__Quoted text__:
# String gauges - 25.5 scale Drop G# - Thinnest possible choice?



## lewis (May 7, 2018)

Im getting more and more disillusioned with thick strings. They just seem so un-musical to me and feel bad under the touch. I can play with them of course and Ive gotten good and use to doing it but I miss slinky, fast and musical strings.

now the interesting part... one of my main guitars is only 25.5 inch scale.
Ive been using a 72 on bottom and 13 on top and it works fine. I just wanted to try and get them even thinner and more musical.
I do play pretty hard (but not REALLY hard though). Anyone know what I could get away with absolute minimum?

Was thinking of grabbing a set with a 62 on bottom for the low G# to try?

tuning is:
G#,D#,G#,C#,G#,C#

Thanks


----------



## bostjan (May 7, 2018)

If you use a light enough pick attack and light enough left hand grip, you can get away with using pretty much anything.

For me, personally, I just use whatever feels best. No sense in trying to wrestle with your strings all of the time. For 27" scale in A, I'm using a .062", so taking that down to G (27" = one fret lower than 25.5"), it'd be a little floppy for me, but not unreasonable.

__Problems to solve__:
- a) Please repeat everything in the string gauge thread from "If you use a" down to "but not unreasonable.".
- b) Summarize the string gauge thread in two sentences.
- c) Answer these questions from the string gauge thread:
(i) What tuning does the first post list?
(ii) How hard does the first poster say they play?
(iii) What scale length does the reply mention for tuning in A?
Rely only on the string gauge thread when working.

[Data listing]
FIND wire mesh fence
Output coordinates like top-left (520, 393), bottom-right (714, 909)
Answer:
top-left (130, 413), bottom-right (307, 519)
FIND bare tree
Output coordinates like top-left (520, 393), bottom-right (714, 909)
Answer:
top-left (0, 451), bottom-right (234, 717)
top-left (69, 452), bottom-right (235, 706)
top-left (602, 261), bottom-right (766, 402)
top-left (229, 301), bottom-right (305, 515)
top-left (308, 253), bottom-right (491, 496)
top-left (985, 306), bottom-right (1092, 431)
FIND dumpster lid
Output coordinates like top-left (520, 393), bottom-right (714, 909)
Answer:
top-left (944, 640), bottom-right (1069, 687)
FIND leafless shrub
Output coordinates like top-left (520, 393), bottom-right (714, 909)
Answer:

__Solved tasks__:
- a)
If you use a light enough pick attack and light enough left hand grip, you can get away with using pretty much anything.

For me, personally, I just use whatever feels best. No sense in trying to wrestle with your strings all of the time. For 27" scale in A, I'm using a .062", so taking that down to G (27" = one fret lower than 25.5"), it'd be a little floppy for me, but not unreasonable.

- b) A guitarist with a 25.5-inch-scale guitar tuned to drop G# uses a 72 on the bottom and 13 on top, wants thinner and more musical strings, and is considering a set with a 62 for the low G#. A reply says that with a light enough pick attack and left-hand grip almost anything works, and that the .062" used for A on a 27" scale would be a little floppy but not unreasonable if taken down to G.

- c)
(i) G#,D#,G#,C#,G#,C#
(ii) Pretty hard, but not really hard
(iii) 27"